## [EXERCISES]
**a)** Rewrite the paragraph of the DeepfakeBench summary that begins "DeepfakeBench addresses the lack" as a short bulleted list, keeping its main facts.
**b)** Pick up the DeepfakeBench summary after its final sentence and continue it with a further paragraph.

DeepfakeBench: A Comprehensive Benchmark of Deepfake Detection
Zhiyuan Yan, Yong Zhang, Xinhang Yuan, Siwei Lyu, Baoyuan Wu
TL;DR
DeepfakeBench addresses the lack of a standardized benchmark for deepfake detection by providing a modular, extensible platform that unifies data processing, detectors, and evaluation protocols across 9 datasets. It implements 15 detectors spanning naive, spatial, and frequency categories and includes 9 datasets with standardized frame-based evaluation. The paper presents extensive experiments analyzing data augmentation, backbone architectures (notably Xception and EfficientNet-B4), and the impact of pretraining, revealing notable generalization gaps across cross-domain and cross-manipulation settings. The benchmark and analyses enable fairer comparisons and offer insights to guide future detector design, with code and results publicly available on GitHub.

## [DATASET SECTION]
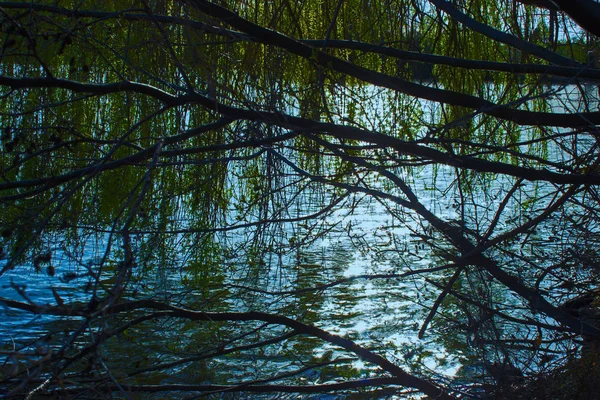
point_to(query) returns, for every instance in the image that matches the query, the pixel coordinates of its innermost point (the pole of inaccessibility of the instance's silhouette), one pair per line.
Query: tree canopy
(210, 198)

## [OUTPUTS FOR THE TASKS]
**a)**
- DeepfakeBench is a modular, extensible platform that fills the gap left by the lack of a standardized benchmark for deepfake detection.
- It unifies data processing, detectors, and evaluation protocols across 9 datasets, using standardized frame-based evaluation.
- It implements 15 detectors in naive, spatial, and frequency categories.
- Experiments analyze data augmentation, backbone architectures (notably Xception and EfficientNet-B4), and the effect of pretraining.
- The results show notable generalization gaps in cross-domain and cross-manipulation settings.
- The benchmark allows fairer comparisons and guides future detector design, and the code and results are public on GitHub.

**b)**
Abstract
A critical yet frequently overlooked challenge in the field of deepfake detection is the lack of a standardized, unified, comprehensive benchmark. This issue leads to unfair performance comparisons and potentially misleading results. Specifically, there is a lack of uniformity in data processing pipelines, resulting in inconsistent data inputs for detection models. Additionally, there are noticeable differences in experimental settings, and evaluation strategies and metrics lack standardization. To fill this gap, we present the first comprehensive benchmark for deepfake detection, called DeepfakeBench, which offers three key contributions: 1) a unified data management system to ensure consistent input across all detectors, 2) an integrated framework for state-of-the-art methods implementation, and 3) standardized evaluation metrics and protocols to promote transparency and reproducibility. Featuring an extensible, modular-based codebase, DeepfakeBench contains 15 state-of-the-art detection methods, 9 deepfake datasets, a series of deepfake detection evaluation protocols and analysis tools, as well as comprehensive evaluations. Moreover, we provide new insights based on extensive analysis of these evaluations from various perspectives (e.g., data augmentations, backbones). We hope that our efforts could facilitate future research and foster innovation in this increasingly critical domain. All codes, evaluations, and analyses of our benchmark are publicly available at https://github.com/SCLBD/DeepfakeBench.